- TEXT EXCERPT -

..........

Evaluating the Fairness of Deep Learning Uncertainty Estimates in Medical Image Analysis

Although deep learning (DL) models have shown great success in many medical image analysis tasks, deployment of the resulting models into real clinical contexts requires: (1) that they exhibit robustness and fairness across different sub-populations, and (2) that the confidence in DL model predictions be accurately expressed in the form of uncertainties. Unfortunately, recent studies have indeed shown significant biases in DL models across demographic subgroups (e.g., race, sex, age) in the context of medical image analysis, indicating a lack of fairness in the models. Although several methods have been proposed in the ML literature to mitigate a lack of fairness in DL models, they focus entirely on the absolute performance between groups without considering their effect on uncertainty estimation. In this work, we present the first exploration of the effect of popular fairness models on overcoming biases across subgroups in medical image analysis in terms of bottom-line performance, and their effects on uncertainty quantification. We perform extensive experiments on three different clinically relevant tasks: (i) skin lesion classification, (ii) brain tumour segmentation, and (iii) Alzheimer's disease clinical score regression. Our results indicate that popular ML methods, such as data-balancing and distributionally robust optimization, succeed in mitigating fairness issues in terms of the model performances for some of the tasks. However, this can come at the cost of poor uncertainty estimates associated with the model predictions. This tradeoff must be mitigated if fairness models are to be adopted in medical image analysis.

翻译：尽管深度学习（DL）模型在许多医学图像分析任务中取得了巨大成功，但将其部署到真实临床环境需要满足两个条件：（1）模型在不同亚群间具有鲁棒性和公平性；（2）深度学习模型预测的置信度能够以不确定性形式准确表达。遗憾的是，近期研究确实表明，在医学图像分析背景下，深度学习模型在人口统计学亚组（如种族、性别、年龄）间存在显著偏差，这表明模型缺乏公平性。尽管机器学习文献中已提出多种方法以缓解深度学习模型公平性缺失问题，但这些方法完全聚焦于组间的绝对性能表现，而未考虑其对不确定性估计的影响。本研究首次探索了主流公平性模型在医学图像分析中克服亚组偏差对底层性能的影响，以及其对不确定性量化的作用。我们在三项不同的临床相关任务上开展大量实验：（i）皮肤病变分类、（ii）脑肿瘤分割，以及（iii）阿尔茨海默病临床评分回归。结果表明，数据平衡与分布鲁棒优化等主流机器学习方法虽能成功缓解部分任务中模型性能的公平性问题，但这可能以模型预测的不确定性估计劣化为代价。若要在医学图像分析中采用公平性模型，必须权衡这一矛盾。

..........

- DATA EXTRACTS -

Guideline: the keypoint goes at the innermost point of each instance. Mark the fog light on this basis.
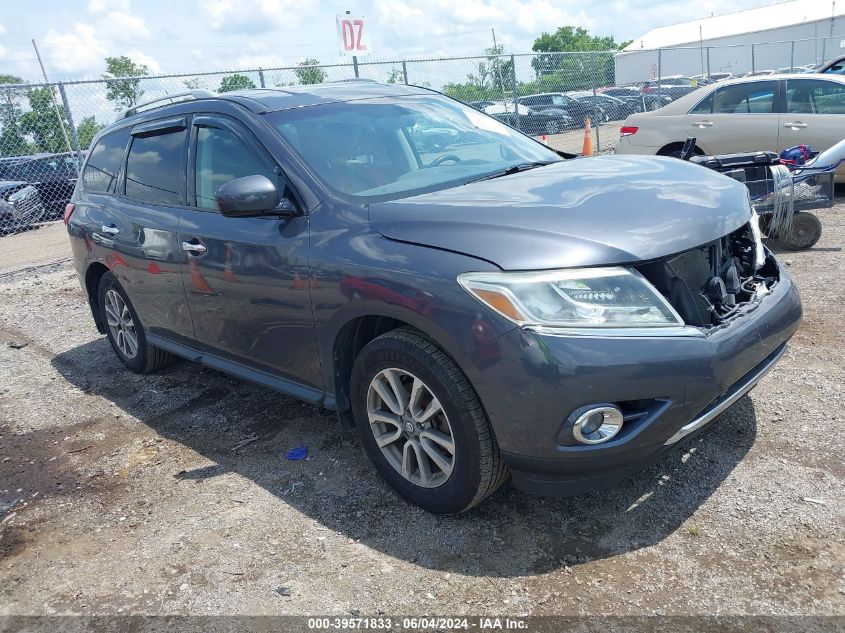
(597, 424)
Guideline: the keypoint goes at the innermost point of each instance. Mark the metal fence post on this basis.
(73, 136)
(513, 88)
(595, 102)
(659, 71)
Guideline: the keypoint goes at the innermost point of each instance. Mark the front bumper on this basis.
(539, 380)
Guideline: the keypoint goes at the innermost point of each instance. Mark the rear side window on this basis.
(814, 96)
(104, 162)
(155, 168)
(746, 98)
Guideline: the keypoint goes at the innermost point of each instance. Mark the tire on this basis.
(805, 231)
(146, 358)
(766, 226)
(477, 468)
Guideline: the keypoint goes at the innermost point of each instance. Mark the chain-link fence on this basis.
(45, 129)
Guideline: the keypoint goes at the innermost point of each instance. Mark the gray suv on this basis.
(478, 308)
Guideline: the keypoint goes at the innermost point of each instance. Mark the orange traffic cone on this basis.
(587, 150)
(198, 282)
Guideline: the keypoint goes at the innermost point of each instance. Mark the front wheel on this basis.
(805, 231)
(124, 329)
(422, 425)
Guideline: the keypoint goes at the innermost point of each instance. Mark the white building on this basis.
(779, 36)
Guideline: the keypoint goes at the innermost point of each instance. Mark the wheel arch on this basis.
(353, 334)
(93, 275)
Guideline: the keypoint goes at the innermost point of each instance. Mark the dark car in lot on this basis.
(637, 101)
(531, 122)
(53, 175)
(576, 110)
(476, 311)
(834, 67)
(20, 207)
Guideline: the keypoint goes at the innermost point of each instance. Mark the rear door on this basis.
(139, 227)
(737, 118)
(815, 115)
(247, 279)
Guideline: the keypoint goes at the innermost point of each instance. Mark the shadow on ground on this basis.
(510, 534)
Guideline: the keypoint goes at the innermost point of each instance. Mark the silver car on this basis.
(767, 113)
(20, 207)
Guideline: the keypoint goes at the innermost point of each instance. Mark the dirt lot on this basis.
(171, 493)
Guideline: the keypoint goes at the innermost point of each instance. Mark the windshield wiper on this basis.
(513, 169)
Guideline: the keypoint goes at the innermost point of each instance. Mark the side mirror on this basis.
(252, 196)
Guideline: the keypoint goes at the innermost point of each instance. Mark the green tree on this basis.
(572, 71)
(396, 76)
(309, 72)
(12, 140)
(42, 124)
(126, 92)
(235, 82)
(195, 83)
(87, 130)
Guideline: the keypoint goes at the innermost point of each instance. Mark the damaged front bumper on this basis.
(669, 387)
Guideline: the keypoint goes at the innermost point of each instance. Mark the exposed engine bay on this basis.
(718, 281)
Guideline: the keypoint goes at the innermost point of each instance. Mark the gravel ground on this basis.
(171, 494)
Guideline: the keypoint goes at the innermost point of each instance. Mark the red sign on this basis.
(352, 35)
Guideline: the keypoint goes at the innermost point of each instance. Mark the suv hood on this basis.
(586, 212)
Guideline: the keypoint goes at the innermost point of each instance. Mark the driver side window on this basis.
(222, 156)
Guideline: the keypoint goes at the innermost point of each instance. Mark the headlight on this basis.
(759, 252)
(610, 297)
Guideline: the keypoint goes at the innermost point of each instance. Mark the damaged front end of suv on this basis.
(714, 283)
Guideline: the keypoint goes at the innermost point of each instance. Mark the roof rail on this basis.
(192, 94)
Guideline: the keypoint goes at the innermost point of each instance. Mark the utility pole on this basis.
(498, 71)
(354, 57)
(53, 97)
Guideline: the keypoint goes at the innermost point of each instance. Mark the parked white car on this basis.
(747, 114)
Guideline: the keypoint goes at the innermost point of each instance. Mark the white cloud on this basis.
(125, 26)
(142, 58)
(257, 16)
(78, 50)
(103, 6)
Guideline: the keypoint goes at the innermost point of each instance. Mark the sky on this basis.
(173, 36)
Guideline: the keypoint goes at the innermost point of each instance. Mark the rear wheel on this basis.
(422, 425)
(124, 329)
(805, 231)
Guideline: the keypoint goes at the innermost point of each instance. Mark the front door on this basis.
(247, 279)
(736, 118)
(815, 115)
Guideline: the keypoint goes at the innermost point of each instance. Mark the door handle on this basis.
(194, 247)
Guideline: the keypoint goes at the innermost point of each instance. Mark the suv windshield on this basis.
(380, 149)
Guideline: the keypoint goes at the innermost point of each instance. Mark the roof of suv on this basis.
(262, 100)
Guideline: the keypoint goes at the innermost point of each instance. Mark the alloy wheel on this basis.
(121, 324)
(410, 427)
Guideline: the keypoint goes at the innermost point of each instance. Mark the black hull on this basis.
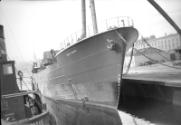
(86, 79)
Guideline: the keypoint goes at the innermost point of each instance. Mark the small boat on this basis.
(18, 107)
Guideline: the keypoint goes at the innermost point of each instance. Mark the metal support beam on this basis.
(165, 15)
(83, 9)
(93, 14)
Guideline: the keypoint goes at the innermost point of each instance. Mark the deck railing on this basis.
(103, 26)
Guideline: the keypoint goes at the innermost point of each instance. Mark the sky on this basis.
(32, 27)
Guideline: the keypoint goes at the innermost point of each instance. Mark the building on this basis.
(162, 49)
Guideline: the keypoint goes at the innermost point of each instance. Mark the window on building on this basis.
(7, 69)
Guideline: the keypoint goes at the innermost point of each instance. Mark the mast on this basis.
(3, 55)
(83, 12)
(93, 14)
(165, 15)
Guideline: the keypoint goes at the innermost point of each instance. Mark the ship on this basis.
(18, 106)
(84, 84)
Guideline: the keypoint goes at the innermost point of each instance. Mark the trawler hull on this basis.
(84, 82)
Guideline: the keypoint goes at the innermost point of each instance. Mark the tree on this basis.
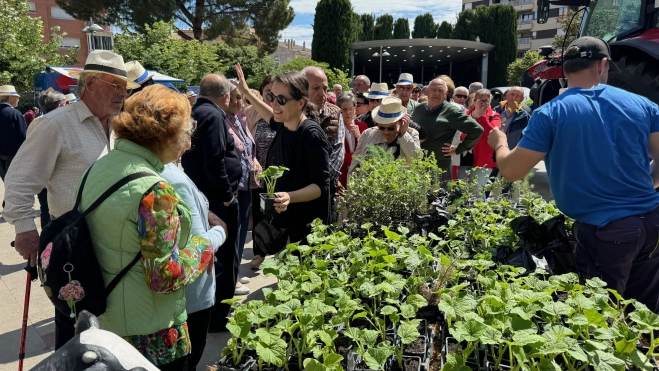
(333, 33)
(518, 67)
(569, 35)
(23, 54)
(334, 76)
(444, 30)
(208, 19)
(424, 27)
(384, 27)
(402, 28)
(157, 50)
(368, 27)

..........

- TASK INSTRUCTIONS -
1. Answer these questions about the abstract, one line each:
(a) What examples of demographic subgroups does it give?
(b) Which two popular ML methods does it name as succeeding in mitigating fairness issues for some tasks?
(c) What cost can come with that success?
2. What are all the clinically relevant tasks on which the abstract says the experiments were performed?
3. Rewrite the abstract from "翻译：尽管深度学习（DL）模" up to and including "平性模型，必须权衡这一矛盾。", changing "遗憾的是" to "不幸的是".

- SOLUTIONS IN ORDER -
1.
(a) Race, sex, age
(b) Data-balancing and distributionally robust optimization
(c) Poor uncertainty estimates associated with the model predictions

2.
- Skin lesion classification
- Brain tumour segmentation
- Alzheimer's disease clinical score regression

3.
翻译：尽管深度学习（DL）模型在许多医学图像分析任务中取得了巨大成功，但将其部署到真实临床环境需要满足两个条件：（1）模型在不同亚群间具有鲁棒性和公平性；（2）深度学习模型预测的置信度能够以不确定性形式准确表达。不幸的是，近期研究确实表明，在医学图像分析背景下，深度学习模型在人口统计学亚组（如种族、性别、年龄）间存在显著偏差，这表明模型缺乏公平性。尽管机器学习文献中已提出多种方法以缓解深度学习模型公平性缺失问题，但这些方法完全聚焦于组间的绝对性能表现，而未考虑其对不确定性估计的影响。本研究首次探索了主流公平性模型在医学图像分析中克服亚组偏差对底层性能的影响，以及其对不确定性量化的作用。我们在三项不同的临床相关任务上开展大量实验：（i）皮肤病变分类、（ii）脑肿瘤分割，以及（iii）阿尔茨海默病临床评分回归。结果表明，数据平衡与分布鲁棒优化等主流机器学习方法虽能成功缓解部分任务中模型性能的公平性问题，但这可能以模型预测的不确定性估计劣化为代价。若要在医学图像分析中采用公平性模型，必须权衡这一矛盾。